> [What to work on]
Reproduce all of the listing below without alteration.

[Records of labeled points]
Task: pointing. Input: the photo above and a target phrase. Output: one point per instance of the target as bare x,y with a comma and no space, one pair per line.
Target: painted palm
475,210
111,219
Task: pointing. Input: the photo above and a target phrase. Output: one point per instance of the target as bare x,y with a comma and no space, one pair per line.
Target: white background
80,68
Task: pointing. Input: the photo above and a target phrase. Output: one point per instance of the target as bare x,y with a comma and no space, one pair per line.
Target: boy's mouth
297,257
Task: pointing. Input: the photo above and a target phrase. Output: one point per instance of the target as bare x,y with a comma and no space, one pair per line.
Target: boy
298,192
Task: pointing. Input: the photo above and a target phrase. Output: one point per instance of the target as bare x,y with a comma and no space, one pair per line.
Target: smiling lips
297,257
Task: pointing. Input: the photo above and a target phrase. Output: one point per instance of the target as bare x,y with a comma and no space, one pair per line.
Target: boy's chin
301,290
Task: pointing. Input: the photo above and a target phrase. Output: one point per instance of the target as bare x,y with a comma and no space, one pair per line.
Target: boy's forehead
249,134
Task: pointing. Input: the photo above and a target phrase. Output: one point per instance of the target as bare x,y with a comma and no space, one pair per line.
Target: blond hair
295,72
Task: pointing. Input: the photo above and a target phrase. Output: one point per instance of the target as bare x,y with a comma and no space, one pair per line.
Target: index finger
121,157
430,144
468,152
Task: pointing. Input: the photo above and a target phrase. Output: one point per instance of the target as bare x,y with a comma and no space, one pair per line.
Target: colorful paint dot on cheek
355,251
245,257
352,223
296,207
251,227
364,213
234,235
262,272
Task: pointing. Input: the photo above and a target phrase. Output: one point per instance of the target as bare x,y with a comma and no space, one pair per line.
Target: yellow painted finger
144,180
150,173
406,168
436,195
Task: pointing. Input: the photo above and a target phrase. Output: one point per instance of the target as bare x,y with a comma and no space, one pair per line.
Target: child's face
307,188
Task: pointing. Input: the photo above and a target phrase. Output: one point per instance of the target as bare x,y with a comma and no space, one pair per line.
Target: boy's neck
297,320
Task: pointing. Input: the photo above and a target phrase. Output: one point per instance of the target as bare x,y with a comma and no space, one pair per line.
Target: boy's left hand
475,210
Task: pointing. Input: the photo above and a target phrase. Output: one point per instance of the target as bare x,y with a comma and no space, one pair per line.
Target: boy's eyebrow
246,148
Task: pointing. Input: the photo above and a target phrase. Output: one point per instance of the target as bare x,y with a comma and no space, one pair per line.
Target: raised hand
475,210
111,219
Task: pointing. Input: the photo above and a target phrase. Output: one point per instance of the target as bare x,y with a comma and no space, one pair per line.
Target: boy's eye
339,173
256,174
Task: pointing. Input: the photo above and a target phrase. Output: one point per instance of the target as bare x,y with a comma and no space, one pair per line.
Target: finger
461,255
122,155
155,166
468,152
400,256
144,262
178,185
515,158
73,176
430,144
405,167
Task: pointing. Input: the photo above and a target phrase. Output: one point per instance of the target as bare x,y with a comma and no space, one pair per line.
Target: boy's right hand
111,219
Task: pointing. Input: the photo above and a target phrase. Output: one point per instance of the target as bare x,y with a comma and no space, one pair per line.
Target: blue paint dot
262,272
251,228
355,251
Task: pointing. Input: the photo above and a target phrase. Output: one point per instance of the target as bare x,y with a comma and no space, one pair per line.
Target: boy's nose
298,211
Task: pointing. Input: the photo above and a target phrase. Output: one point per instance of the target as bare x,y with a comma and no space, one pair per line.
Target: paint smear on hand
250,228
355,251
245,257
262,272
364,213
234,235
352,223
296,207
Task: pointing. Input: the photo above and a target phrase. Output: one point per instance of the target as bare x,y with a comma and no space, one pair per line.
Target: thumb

> [Answer to the task]
Task: pointing. Input: the photo above and a target phrase. Output: one point per instance of the target as bare x,y with a comma and no space, one pair per line.
Target: painted palm
475,210
111,219
Task: pointing. Input: the photo above and a target phrase. Output: one point per instance of the target as bare x,y with a comma and no space, one pair per line.
Target: white background
80,68
Task: pointing. Input: the photo above and a target phrase. Output: one point per instance of the target as bare x,y with a comma and no space, one pair per line.
Target: boy's mouth
297,257
Task: pointing. Input: the photo above and a target phrase. Output: one point per instance of the target as bare x,y with a comma and no space, one pair per line.
Target: boy
298,192
Task: pointing. Input: the photo above and a target phrase. Output: one point per instance of the target as bare x,y with a comma and no space, one pair per line.
Target: smiling lips
297,257
Task: pointing. Input: the photo above and a target phrase. Output: one point per instance of the target as bare x,y with a comma and no space, one pair per line.
Target: boy's chin
301,290
Task: pointing. Input: the photo above and a target phrase. Output: one point per instance of the target as bare x,y with a comma and no space, one pair per line.
Target: boy's forehead
249,134
Task: pointing. Input: the photo above and a target phrase. Output: one point per instance of the target as bare x,y with a comma and no space, one pair per line.
Target: blond hair
295,72
Task: pointing. Input: the photo above and a target phrase. Output: one point per instance of the target as bare x,y with a comma and no space, one pair per line.
Target: index finger
121,157
430,144
468,152
Task: pointing. Input: the photo above and a target phrase. Output: one point per instance of the target as bare x,y with a comma and no space, one pair per line.
Target: colorful paint dot on cheek
355,251
245,257
352,223
296,207
251,227
364,213
234,235
262,272
Task: pointing. Input: the photo above and a target phrase. Output: one point per instance of the target as bare x,y with a comma and no space, one pair per line.
Target: yellow painted finger
144,180
150,173
406,168
436,195
Task: pointing. Input: the photo above and a target phrase. Output: one point per instance of the target as bare x,y with a comma and no space, one pair per line.
Target: child's face
307,188
Task: pointing. Input: the photo above and a target phrase. Output: one point per instance of the target as bare x,y with a comma and no space, one pair per line.
Target: boy's neck
297,320
Task: pointing. Input: the photo above and a target phrase. Output: one point per instance of the target as bare x,y with a comma and no space, one pair per line.
Target: boy's left hand
475,210
Task: pointing. Input: the photo above and a target phrase. Output: one point per instance of the target as bare x,y with a comma and no space, one pair per line.
Target: boy's eyebrow
246,148
Task: pointing. Input: the photo above and a target phrase. Output: one point per instance of the target as bare x,y with a comma and no space, one pair per line.
Target: raised hand
475,210
111,219
Task: pointing. Input: the photo above and a target phrase. Output: one point per instance of the target as bare x,y with a comma and no space, one pair per line.
Target: boy's eye
339,173
256,174
Task: pointing. Input: the photo above and a target phrase. Output: one point per instance of the target as bare x,y with a comma and no space, one pair per line.
Target: finger
461,255
122,155
155,166
468,152
400,256
144,262
178,185
515,158
73,176
430,144
405,167
Task: pointing. Input: the photo above and a target phrase. Output: one point per instance of the target as bare x,y with a comma and no space, one pair per line.
Target: boy's right hand
111,219
Task: pointing. Input: the photo above and a target phrase. Output: one point per instance of the target as bare x,y with a comma and no space, one pair per line.
Target: blue paint dot
262,272
251,228
355,251
Task: pointing. Input: the photo above and a target phrase. Output: one point per instance of the target as bare x,y with a comma and no space, one pair per line.
Target: boy's nose
298,211
Task: pointing. Input: the photo above and a target phrase. Output: one point per instance of the target as bare x,y with a comma and no space, one pair per line.
Target: paint smear on hand
250,228
355,251
245,257
262,272
364,213
234,235
352,223
296,207
Task: pointing. Input: the photo above and a target phrase. Output: one point per instance of the target as bare x,y with a comma and no space, one pair per line.
Target: thumb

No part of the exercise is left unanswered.